SHORT PROBLEM :: Copy the following material line for line, keeping each word, number and mark unchanged.
━━━━━━━━━━━━━━━━
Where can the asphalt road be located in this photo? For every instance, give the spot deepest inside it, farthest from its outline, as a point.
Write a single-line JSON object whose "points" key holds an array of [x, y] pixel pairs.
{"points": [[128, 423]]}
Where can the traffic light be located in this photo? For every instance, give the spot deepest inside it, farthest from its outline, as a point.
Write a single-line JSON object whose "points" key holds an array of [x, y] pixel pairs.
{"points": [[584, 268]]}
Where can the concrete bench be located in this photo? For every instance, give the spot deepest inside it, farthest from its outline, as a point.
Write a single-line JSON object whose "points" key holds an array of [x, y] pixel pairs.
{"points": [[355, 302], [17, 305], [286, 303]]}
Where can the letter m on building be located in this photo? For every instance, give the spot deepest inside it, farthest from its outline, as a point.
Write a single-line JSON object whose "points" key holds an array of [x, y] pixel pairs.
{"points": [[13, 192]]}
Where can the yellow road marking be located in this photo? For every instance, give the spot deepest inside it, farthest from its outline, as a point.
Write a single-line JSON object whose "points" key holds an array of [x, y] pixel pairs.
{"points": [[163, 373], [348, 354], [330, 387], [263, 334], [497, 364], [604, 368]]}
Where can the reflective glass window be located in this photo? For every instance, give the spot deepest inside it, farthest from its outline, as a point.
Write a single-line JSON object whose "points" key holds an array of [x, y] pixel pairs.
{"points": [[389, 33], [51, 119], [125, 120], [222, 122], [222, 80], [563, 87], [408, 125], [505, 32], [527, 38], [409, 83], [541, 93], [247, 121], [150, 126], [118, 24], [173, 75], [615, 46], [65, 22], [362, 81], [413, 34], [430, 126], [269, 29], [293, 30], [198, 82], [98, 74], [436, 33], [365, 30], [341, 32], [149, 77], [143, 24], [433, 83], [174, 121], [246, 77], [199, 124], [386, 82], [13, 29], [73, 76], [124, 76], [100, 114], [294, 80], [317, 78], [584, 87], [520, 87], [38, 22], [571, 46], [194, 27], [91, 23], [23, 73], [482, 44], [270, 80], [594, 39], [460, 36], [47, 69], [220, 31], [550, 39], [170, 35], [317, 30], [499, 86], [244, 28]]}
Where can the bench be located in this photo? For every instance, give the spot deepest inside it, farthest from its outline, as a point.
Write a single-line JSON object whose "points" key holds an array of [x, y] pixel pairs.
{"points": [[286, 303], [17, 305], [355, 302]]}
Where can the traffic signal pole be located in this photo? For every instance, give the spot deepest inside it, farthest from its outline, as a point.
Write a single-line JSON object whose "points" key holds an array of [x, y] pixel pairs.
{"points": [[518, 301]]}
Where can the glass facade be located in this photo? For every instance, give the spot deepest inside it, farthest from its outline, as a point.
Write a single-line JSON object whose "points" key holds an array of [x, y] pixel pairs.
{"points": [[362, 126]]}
━━━━━━━━━━━━━━━━
FULL ANSWER ::
Where can the asphalt road be located in this photo? For every instance, give the spot deepest inside it, farthest from its outline, as a point.
Write a single-line JSON object whose "points" key holds an array of [x, y] pixel pairs.
{"points": [[128, 423]]}
Where can the traffic light be located in this photo? For every instance, give the spot deepest inside it, farthest from its outline, as a point.
Write a single-line JSON object whose "points" key holds an array of [x, y] pixel pairs.
{"points": [[584, 268]]}
Where can the concrete bench be located in this photo? For every instance, give the spot deepest inside it, farthest from its outline, as a point.
Write a single-line JSON object whose "points" key holds an array of [x, y] pixel pairs.
{"points": [[355, 302], [17, 305], [286, 303]]}
Where can the letter m on building be located in this photo? For every instance, give the spot deepest inside it, farthest from its outline, as a point.
Write a single-line JSON object whose "points" key holds an array of [x, y] pixel pairs.
{"points": [[13, 192]]}
Where can the yellow road marking be located in this photo? For every instance, give the spot deepest inside it, farthest from its outline, as a point.
Write a single-line JSON object whose "points" key holds an array of [x, y] pixel pairs.
{"points": [[163, 373], [348, 354], [330, 387], [263, 334], [497, 364], [604, 368]]}
Where can the reflective glass window be located in this photo? For every instance, give the spot deepest inside it, farthest from its outline, as a point.
Write a single-line JSON object whose "points" key holds an array of [x, y] pixel pairs.
{"points": [[389, 33], [51, 119], [125, 120], [222, 122], [222, 80], [563, 87], [408, 125], [505, 32], [527, 38], [409, 83], [541, 93], [247, 121], [150, 126], [118, 24], [173, 75], [615, 46], [65, 22], [362, 81], [413, 34], [430, 126], [269, 29], [293, 30], [198, 82], [98, 74], [436, 33], [365, 30], [341, 32], [149, 77], [143, 24], [433, 83], [174, 121], [246, 77], [199, 124], [386, 82], [13, 29], [73, 76], [124, 76], [100, 114], [294, 80], [317, 78], [584, 87], [520, 87], [38, 22], [571, 46], [194, 27], [91, 23], [23, 73], [482, 44], [270, 80], [594, 39], [460, 36], [47, 69], [220, 31], [550, 39], [170, 35], [317, 30], [499, 86], [244, 28]]}
Where can the bench be located in this photo? For every instance, give the spot deepest inside it, farthest from its outline, as a point.
Write a single-line JSON object whose "points" key holds an array of [x, y] pixel pairs.
{"points": [[286, 303], [17, 305], [355, 302]]}
Where can the traffic signal pole be located in this photo? For every instance, give the spot deepest inside it, farthest from its outline, as a point.
Write a single-line JSON object whose "points" key holds an array of [x, y] pixel pairs.
{"points": [[518, 301]]}
Where can the glass facade be located in this photo? For every instance, give the spot deepest inside it, farthest from its outline, as a point.
Write a single-line JSON object whose "points" key holds an array of [x, y] pixel pairs.
{"points": [[362, 126]]}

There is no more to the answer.